Rewrite all of the records below, replacing every occurrence of "Drone-based agriculture survey" with "Aerial farmland survey" and leaving everything else unchanged.

** begin Extracted entries **

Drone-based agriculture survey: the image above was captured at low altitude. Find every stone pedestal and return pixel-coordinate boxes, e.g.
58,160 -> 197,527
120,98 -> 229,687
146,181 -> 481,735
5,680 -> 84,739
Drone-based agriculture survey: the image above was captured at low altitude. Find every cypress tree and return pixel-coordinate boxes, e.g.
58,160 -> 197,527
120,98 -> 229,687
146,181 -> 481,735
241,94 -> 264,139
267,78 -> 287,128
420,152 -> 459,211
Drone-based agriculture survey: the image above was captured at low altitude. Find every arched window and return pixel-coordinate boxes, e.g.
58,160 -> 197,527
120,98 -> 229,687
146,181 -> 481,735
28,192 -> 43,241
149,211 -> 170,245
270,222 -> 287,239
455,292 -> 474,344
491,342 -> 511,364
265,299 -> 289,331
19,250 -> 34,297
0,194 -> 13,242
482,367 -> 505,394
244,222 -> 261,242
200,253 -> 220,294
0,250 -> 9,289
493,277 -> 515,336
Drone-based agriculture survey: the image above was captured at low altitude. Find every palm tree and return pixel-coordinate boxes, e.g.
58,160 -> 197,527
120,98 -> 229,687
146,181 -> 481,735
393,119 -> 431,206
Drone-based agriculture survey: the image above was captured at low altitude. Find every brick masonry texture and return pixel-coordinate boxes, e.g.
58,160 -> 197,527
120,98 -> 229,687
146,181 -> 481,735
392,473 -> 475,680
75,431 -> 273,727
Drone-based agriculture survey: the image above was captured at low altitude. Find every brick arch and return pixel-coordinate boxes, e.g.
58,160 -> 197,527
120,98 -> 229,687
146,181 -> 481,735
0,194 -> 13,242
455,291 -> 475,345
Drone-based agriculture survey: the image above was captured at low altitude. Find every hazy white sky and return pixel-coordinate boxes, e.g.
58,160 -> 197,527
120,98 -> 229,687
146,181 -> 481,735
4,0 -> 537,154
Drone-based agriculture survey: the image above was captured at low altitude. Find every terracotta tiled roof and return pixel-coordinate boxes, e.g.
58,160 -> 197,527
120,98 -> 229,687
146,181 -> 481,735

** end Extracted entries **

Written answer
Aerial farmland survey: the image above was captured at low altitude. Find every stone pedestal and return pixel-coordinate boxes, e.g.
58,160 -> 197,527
120,98 -> 229,687
146,181 -> 481,735
5,680 -> 84,739
Aerial farmland survey: the image above was captured at low altitude. Find every cypress tree and return pixel-coordinate boxes, e.g.
58,160 -> 197,527
120,98 -> 229,687
146,181 -> 481,735
241,94 -> 264,139
267,78 -> 287,128
420,152 -> 459,211
Aerial farmland survey: the image above was captured at low altitude. Find every arched window and return pixel-coordinate boxes, e.g.
58,160 -> 197,527
120,98 -> 229,687
146,181 -> 481,735
28,192 -> 43,241
149,211 -> 170,245
270,222 -> 287,239
455,292 -> 474,344
491,342 -> 511,364
265,299 -> 289,331
19,250 -> 34,297
0,194 -> 13,242
482,367 -> 505,394
244,222 -> 261,242
200,253 -> 220,294
0,250 -> 9,289
493,277 -> 515,336
Aerial farmland survey: the image above was captured at low altitude. Find every palm tree and return pixel-coordinate boxes, e.g.
58,160 -> 197,527
120,98 -> 229,687
146,181 -> 481,735
393,119 -> 431,206
Aerial farmland survey: the image above was captured at low altitude. Find every brick masonry texture and return pixel-coordinate boxes, e.g.
58,160 -> 197,527
120,98 -> 229,687
146,181 -> 481,735
392,473 -> 475,680
75,431 -> 273,727
Aerial farmland survey: the image above was captured at low altitude. Find every brick arch and return pixel-coordinate boxes, e.g.
58,160 -> 197,527
120,98 -> 229,687
146,181 -> 481,735
0,194 -> 13,242
455,291 -> 475,345
Aerial farmland survey: the image above was captured at low altitude. Find every hazy white sky and return pixel-coordinate boxes, e.g.
58,160 -> 197,527
120,98 -> 229,687
146,181 -> 481,735
4,0 -> 537,154
Aerial farmland survey: the image above was captured at low altitude. Find every terracotta tiled roof and return pixel-coordinate boxes, e.g.
58,160 -> 197,527
120,98 -> 229,687
146,181 -> 481,735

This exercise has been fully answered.